• Do this: Exactly the lines from the line that has "Locate the eyeglasses" through the final line below are to be retyped, and the pictures are not.

[Photo object pointing records]
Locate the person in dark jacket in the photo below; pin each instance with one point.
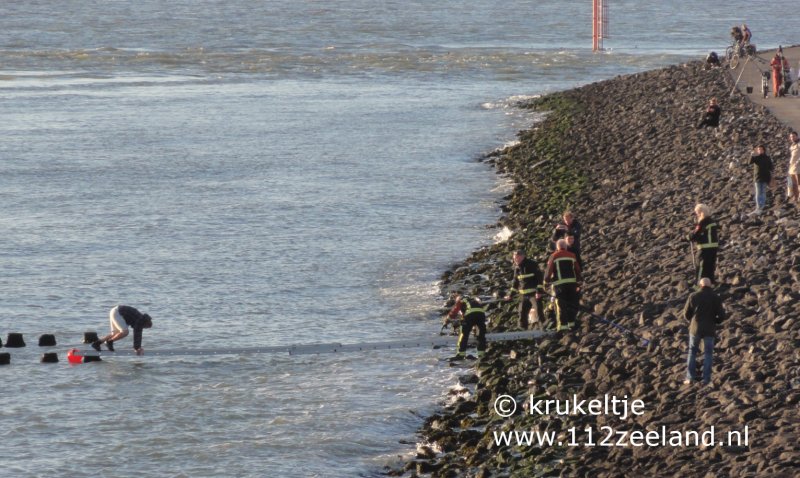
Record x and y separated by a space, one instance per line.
569 226
762 174
711 115
473 315
704 311
121 317
564 275
527 281
706 236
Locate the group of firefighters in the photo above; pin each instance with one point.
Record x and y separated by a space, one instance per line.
560 283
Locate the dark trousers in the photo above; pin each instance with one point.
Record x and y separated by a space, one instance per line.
526 303
472 320
707 265
567 303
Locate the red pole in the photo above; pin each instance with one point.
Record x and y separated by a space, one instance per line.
595 42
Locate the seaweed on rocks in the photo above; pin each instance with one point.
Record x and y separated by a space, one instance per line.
625 155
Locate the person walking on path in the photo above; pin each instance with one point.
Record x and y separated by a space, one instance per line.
711 115
706 237
794 168
473 315
762 175
564 275
704 311
120 318
527 281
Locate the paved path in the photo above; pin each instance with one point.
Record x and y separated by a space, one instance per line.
786 109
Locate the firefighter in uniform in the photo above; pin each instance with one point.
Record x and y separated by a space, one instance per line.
564 275
706 237
473 315
527 281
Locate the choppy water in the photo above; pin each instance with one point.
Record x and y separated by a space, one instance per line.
264 173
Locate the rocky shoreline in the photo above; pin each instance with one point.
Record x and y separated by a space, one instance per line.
625 156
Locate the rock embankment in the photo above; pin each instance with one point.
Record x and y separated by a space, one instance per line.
626 157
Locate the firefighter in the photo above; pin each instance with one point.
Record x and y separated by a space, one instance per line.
472 315
527 281
706 237
569 226
564 275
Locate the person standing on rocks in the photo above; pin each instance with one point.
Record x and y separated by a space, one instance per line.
711 116
527 281
704 310
473 315
706 236
564 275
794 168
762 174
121 317
570 225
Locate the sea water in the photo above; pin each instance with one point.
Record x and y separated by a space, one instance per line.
262 173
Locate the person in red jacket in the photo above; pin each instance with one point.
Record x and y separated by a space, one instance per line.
564 274
778 64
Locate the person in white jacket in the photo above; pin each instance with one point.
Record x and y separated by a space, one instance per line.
793 186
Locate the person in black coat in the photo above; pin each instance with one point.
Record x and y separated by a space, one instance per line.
704 310
528 283
120 318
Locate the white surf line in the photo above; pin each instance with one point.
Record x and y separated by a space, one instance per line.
310 349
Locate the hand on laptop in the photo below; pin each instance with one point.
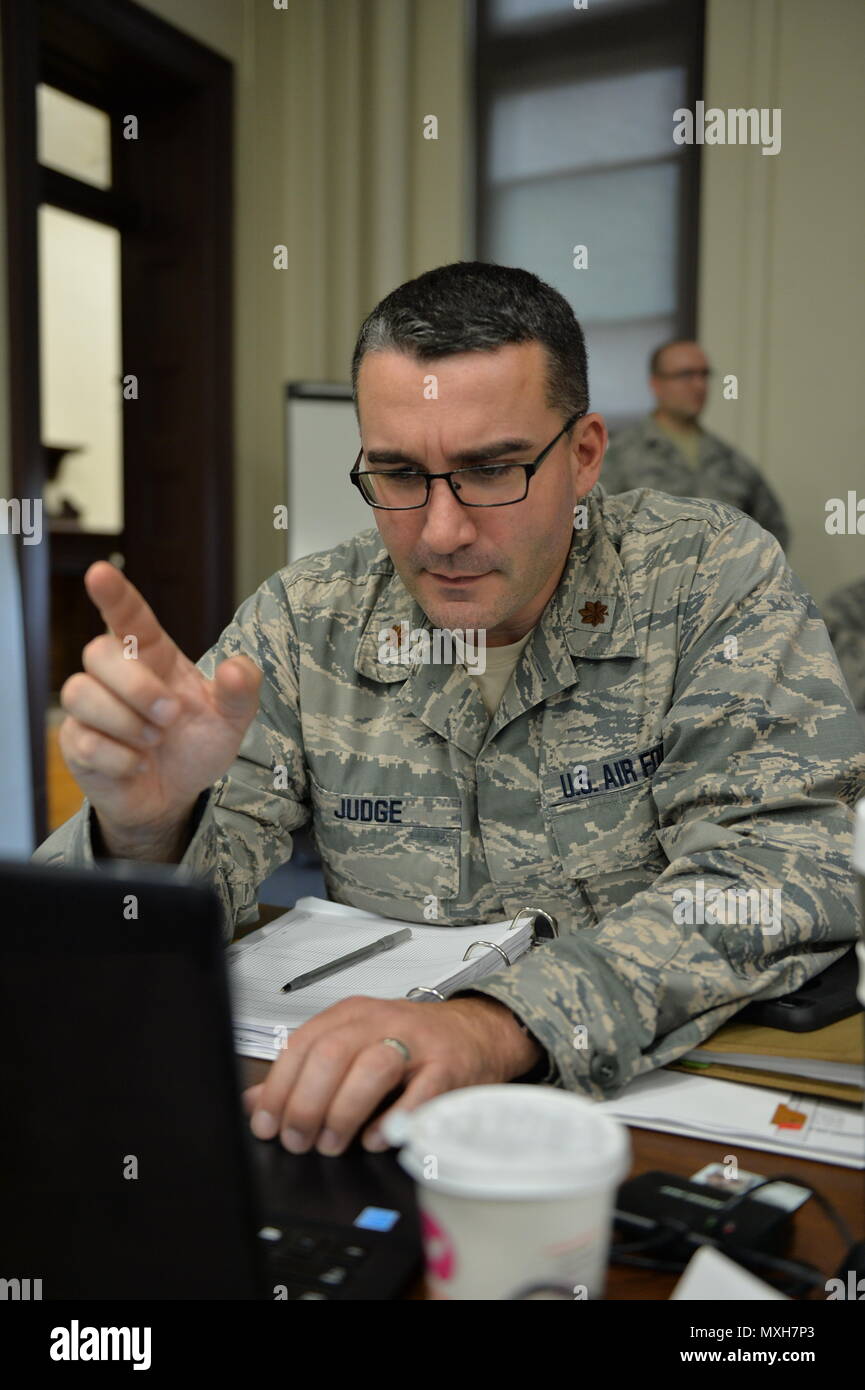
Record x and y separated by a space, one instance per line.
334 1070
145 730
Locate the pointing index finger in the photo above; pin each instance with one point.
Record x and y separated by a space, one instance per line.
125 612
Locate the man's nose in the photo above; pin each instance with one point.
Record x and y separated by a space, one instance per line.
448 524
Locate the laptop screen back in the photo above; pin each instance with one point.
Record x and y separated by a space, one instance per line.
123 1165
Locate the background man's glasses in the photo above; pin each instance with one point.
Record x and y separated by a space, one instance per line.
399 488
704 373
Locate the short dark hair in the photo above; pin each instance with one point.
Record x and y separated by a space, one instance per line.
659 352
476 306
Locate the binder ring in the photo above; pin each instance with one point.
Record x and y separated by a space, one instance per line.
552 926
492 947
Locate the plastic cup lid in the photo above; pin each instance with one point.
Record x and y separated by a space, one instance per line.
511 1141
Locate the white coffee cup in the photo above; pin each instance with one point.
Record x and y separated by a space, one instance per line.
516 1187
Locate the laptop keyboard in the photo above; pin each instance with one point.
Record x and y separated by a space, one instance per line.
309 1264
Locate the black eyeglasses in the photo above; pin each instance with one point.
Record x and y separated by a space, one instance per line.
704 373
481 485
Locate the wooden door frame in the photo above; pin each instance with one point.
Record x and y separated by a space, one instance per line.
88 47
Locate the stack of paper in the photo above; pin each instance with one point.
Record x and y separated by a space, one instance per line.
316 931
783 1122
825 1062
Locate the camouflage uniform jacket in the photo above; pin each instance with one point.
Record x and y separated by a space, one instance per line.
844 616
645 456
677 665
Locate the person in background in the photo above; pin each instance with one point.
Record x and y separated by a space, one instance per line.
669 451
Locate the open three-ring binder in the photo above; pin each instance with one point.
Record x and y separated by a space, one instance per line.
316 931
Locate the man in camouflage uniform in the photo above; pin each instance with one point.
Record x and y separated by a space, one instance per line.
844 616
675 720
672 452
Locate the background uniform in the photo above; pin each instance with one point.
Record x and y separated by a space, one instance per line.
647 456
677 715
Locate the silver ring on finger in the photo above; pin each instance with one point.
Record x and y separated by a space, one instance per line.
399 1047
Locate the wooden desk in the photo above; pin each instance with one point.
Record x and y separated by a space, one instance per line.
815 1240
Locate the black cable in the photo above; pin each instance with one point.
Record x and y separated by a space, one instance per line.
659 1233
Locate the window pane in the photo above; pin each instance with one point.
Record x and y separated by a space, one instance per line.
81 367
626 218
73 136
575 125
504 13
618 366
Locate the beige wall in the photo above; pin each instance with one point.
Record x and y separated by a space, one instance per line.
328 161
782 293
363 203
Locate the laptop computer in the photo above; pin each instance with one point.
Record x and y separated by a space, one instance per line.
127 1164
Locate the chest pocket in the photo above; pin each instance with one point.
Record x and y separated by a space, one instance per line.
605 834
380 849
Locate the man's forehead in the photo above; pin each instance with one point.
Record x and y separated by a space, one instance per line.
390 378
682 355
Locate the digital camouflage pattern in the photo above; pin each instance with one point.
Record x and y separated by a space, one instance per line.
844 616
677 715
644 456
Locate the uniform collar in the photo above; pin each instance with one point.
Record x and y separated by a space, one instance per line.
588 617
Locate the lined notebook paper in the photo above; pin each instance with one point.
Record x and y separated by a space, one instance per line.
316 931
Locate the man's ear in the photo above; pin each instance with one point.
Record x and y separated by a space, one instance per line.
588 448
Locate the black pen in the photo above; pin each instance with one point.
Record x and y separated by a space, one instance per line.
374 947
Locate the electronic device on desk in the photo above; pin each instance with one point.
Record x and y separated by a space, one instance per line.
821 1001
127 1164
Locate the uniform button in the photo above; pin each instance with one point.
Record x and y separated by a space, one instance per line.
604 1068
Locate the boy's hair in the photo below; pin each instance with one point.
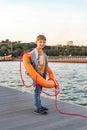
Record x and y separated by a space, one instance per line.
41 37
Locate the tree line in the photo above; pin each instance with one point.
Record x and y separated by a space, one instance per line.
16 48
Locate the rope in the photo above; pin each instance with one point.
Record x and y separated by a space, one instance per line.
57 91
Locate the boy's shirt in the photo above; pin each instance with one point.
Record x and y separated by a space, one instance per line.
41 61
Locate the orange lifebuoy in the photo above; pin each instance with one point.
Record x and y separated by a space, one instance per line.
35 76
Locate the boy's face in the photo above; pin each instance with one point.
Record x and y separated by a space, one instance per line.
41 44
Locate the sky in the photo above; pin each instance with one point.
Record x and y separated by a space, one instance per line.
59 20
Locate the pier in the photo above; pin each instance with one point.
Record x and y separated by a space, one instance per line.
16 113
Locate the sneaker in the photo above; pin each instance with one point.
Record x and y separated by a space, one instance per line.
44 108
40 111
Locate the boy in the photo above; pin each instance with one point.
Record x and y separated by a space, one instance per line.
40 63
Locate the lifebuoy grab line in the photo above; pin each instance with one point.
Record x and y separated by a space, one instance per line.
50 83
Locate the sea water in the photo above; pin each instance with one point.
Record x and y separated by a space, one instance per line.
72 79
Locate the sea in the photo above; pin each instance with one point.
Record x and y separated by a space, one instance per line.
72 79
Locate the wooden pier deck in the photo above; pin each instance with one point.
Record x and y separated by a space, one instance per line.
16 113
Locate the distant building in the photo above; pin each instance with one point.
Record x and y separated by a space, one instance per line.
69 43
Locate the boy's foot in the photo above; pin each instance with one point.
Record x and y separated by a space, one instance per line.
44 108
40 111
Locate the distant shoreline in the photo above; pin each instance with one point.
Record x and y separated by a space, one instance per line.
65 59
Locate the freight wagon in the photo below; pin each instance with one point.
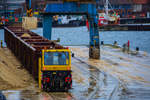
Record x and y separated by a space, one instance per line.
48 62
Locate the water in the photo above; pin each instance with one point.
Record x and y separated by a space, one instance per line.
80 36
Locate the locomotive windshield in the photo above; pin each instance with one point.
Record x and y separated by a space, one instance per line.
56 58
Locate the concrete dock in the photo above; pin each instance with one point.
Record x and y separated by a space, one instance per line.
117 76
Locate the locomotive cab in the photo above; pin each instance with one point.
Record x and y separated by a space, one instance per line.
56 70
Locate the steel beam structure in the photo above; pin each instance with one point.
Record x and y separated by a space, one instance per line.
75 8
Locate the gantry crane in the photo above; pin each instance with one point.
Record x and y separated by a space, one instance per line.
75 7
72 7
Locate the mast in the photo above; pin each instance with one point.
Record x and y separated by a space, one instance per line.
106 7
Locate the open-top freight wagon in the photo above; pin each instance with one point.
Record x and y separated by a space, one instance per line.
48 62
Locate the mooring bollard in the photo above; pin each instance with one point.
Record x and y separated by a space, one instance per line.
102 42
137 49
115 43
1 44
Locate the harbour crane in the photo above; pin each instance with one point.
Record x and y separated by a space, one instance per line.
74 7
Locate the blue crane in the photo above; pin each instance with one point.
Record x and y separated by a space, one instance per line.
28 8
72 7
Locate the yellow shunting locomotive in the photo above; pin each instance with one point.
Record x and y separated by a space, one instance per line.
48 62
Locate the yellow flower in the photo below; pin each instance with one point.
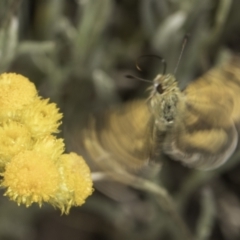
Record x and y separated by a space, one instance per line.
41 117
15 137
30 177
50 146
16 91
76 184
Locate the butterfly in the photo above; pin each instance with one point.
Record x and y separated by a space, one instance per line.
196 126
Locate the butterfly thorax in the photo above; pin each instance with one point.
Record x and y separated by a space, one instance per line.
166 101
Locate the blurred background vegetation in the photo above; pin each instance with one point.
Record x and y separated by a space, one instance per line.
78 52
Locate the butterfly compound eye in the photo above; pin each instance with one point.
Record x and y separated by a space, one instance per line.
159 89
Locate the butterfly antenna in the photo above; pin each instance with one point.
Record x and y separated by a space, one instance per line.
185 40
154 56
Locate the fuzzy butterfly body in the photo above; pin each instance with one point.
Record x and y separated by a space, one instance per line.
197 126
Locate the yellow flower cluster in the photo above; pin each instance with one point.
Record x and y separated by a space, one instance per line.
32 164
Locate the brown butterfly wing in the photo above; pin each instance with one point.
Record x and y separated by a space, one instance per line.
209 136
120 138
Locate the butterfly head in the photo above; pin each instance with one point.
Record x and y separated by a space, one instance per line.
164 100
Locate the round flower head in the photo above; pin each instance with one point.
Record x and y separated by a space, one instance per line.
41 117
16 91
76 183
50 146
30 177
15 137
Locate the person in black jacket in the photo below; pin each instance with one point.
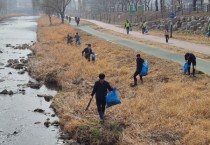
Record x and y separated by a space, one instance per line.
190 58
100 89
139 64
88 52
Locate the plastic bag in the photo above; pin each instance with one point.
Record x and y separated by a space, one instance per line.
145 69
186 66
112 98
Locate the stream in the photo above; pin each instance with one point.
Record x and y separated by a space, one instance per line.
19 124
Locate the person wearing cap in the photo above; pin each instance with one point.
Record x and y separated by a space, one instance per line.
87 52
100 89
139 64
190 59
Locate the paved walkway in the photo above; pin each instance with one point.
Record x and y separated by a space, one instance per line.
174 42
202 65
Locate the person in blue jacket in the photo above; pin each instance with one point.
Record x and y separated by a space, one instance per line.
139 64
100 89
87 52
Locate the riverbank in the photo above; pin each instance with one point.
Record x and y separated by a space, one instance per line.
168 108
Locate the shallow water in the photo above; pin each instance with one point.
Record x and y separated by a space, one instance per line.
16 112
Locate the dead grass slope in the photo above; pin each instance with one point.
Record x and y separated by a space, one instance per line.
169 108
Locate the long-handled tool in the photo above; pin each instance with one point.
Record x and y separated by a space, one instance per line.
89 103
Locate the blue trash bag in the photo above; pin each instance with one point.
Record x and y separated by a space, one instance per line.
186 66
78 41
112 98
146 30
145 69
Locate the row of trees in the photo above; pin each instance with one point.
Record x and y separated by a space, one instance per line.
58 7
95 6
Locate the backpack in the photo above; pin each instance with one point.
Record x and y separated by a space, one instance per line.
145 69
112 99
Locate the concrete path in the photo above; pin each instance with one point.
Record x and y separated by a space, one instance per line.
174 42
202 65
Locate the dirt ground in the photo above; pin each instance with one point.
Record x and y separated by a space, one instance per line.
169 108
199 39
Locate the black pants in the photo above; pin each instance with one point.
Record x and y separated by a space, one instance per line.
143 29
87 57
193 65
101 103
135 75
127 30
167 37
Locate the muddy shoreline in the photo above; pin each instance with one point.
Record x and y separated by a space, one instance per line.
23 99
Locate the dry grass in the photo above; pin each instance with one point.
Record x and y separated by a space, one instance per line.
186 36
169 108
156 44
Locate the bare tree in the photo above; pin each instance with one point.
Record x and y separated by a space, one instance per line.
59 6
147 3
48 9
194 5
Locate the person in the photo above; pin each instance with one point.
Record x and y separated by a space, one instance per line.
167 35
88 52
69 19
69 39
190 58
143 27
93 57
77 39
139 64
78 20
127 26
100 89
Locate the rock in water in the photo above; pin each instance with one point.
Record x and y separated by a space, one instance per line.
47 123
34 85
10 92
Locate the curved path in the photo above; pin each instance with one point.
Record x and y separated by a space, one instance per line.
202 65
174 42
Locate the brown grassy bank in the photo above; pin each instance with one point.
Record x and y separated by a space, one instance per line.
169 108
199 39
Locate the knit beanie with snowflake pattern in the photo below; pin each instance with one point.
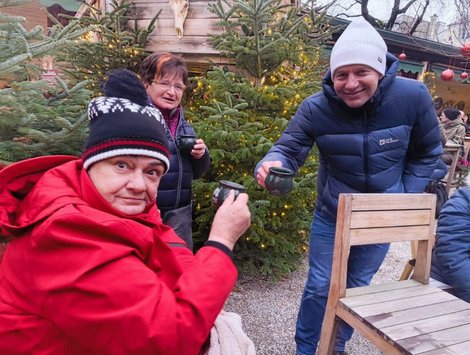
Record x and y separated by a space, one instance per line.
121 125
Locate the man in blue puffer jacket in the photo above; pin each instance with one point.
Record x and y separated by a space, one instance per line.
451 254
375 133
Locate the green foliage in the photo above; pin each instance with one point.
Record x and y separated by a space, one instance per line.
240 111
261 35
39 117
114 41
240 122
19 45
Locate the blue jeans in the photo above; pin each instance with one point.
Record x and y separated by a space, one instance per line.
364 261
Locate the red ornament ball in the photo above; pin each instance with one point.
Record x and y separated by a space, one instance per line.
465 50
447 75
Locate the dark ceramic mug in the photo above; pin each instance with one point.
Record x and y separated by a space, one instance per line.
279 181
186 143
221 192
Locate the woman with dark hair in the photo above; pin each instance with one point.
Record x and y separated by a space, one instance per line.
165 77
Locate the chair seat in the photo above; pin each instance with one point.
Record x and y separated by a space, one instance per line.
413 318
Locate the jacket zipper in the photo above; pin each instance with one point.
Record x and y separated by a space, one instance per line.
366 152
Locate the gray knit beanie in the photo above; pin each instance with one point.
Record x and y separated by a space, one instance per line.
360 43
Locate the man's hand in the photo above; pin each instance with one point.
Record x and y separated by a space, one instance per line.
263 171
231 220
199 149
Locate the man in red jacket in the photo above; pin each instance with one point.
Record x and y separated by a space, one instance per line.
90 268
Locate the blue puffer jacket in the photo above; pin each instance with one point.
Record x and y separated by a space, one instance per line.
390 145
451 255
175 190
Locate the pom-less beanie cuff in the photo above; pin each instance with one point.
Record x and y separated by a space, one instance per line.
121 127
360 43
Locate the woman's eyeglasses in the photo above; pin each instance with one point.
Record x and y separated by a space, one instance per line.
179 88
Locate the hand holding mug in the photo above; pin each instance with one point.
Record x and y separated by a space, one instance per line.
186 143
222 191
263 171
199 149
279 181
231 220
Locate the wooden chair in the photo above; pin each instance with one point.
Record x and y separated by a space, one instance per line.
402 317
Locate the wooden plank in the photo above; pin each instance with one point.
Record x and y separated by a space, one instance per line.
374 219
399 305
437 340
393 285
428 325
192 27
386 296
371 334
364 202
146 11
387 235
460 348
409 315
191 45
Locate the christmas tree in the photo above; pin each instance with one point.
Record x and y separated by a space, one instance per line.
241 110
39 116
115 41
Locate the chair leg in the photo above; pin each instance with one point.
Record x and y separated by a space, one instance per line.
329 331
405 275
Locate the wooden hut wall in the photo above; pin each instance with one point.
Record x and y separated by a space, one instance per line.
200 24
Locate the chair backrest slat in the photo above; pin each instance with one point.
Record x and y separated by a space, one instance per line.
384 218
389 218
377 202
384 235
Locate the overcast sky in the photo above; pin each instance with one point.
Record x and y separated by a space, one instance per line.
381 9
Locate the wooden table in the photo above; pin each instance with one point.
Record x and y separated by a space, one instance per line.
419 319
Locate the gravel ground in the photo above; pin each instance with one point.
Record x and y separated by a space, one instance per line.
269 309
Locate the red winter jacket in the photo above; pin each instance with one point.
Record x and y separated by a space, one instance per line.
79 277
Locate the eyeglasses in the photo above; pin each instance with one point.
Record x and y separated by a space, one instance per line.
179 88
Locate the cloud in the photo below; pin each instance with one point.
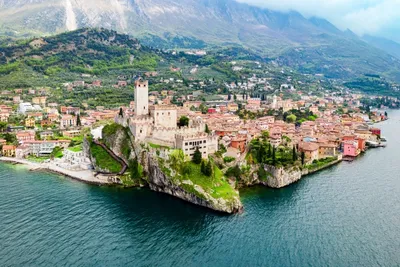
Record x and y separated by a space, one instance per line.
360 16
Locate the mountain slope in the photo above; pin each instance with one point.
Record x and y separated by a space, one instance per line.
311 45
386 45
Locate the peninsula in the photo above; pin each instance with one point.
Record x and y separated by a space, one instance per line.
200 157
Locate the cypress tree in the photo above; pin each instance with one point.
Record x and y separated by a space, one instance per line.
273 156
208 169
207 130
197 156
294 153
78 120
303 156
203 167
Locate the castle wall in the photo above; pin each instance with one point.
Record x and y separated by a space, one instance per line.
165 118
141 97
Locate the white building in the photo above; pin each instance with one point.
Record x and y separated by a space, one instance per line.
157 124
23 108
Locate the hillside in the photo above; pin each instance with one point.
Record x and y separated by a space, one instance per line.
310 45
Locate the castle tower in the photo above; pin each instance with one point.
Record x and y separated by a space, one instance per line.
141 97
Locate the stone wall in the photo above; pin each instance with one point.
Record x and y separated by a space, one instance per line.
281 177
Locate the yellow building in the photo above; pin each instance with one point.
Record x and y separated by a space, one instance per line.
30 123
8 151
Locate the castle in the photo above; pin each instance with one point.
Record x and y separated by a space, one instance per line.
157 124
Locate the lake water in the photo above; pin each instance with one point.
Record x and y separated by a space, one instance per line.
348 215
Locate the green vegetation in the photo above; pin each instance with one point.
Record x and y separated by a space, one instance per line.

• Response to this exercise:
Locate the eyeglasses in the photo above; pin each instance with one point.
Record x and y separated by a space, one instance per line.
179 88
Locate the cloud in the photo below; pin each instance with one point.
Record x and y separated by a space, one instance per line.
360 16
Locate the mountain slope in the photo above; pin each instance with one point.
Record x and y separated by a space, one instance per line.
311 45
386 45
Locate the peninsula in the photo above; pin each instance with one point.
Record x and y separated by a space, one instance per line.
200 157
Locate the cypress tree in the photo above; pin each instance with one point.
Record x and y separated by a space, one instance per line.
273 156
208 169
207 130
197 156
294 153
78 120
303 156
203 167
Locate the castle wall in the photo above; pin each instance with one point.
Record x and y separated by a space, one instance per line.
165 118
141 97
Locate the white building in the photo above; pin each instance with one point.
Record x and y separated by a space, one instance per line.
157 124
23 108
Locate the hillside in the photo above; pin each instance with one point.
Record x and y separated by a space, one instance per line.
310 45
Locate the castle tower in the photo above; pin each instance with one point.
Record x and y separated by a space, one instance per line.
141 97
Locate the stone wall in the photo above; pin each instance with one point.
Record x and y separated by a space, one instance per line.
281 177
Locate the yellow building in the photo above; pin each instance with one point.
Record x and y separated by a space, one instance per line.
30 123
8 151
Locate the castle in the photo above; pin each instance with one point.
Record x and y separated by a space, one instance per line.
157 124
Locate the lake water in the photo above; pin each instance with one point.
Record x and y separated by a space, one instance per line.
348 215
Locate the green vegetation in the photo above; pin each instance with one point.
Record x and y separated by a space, one instance per line.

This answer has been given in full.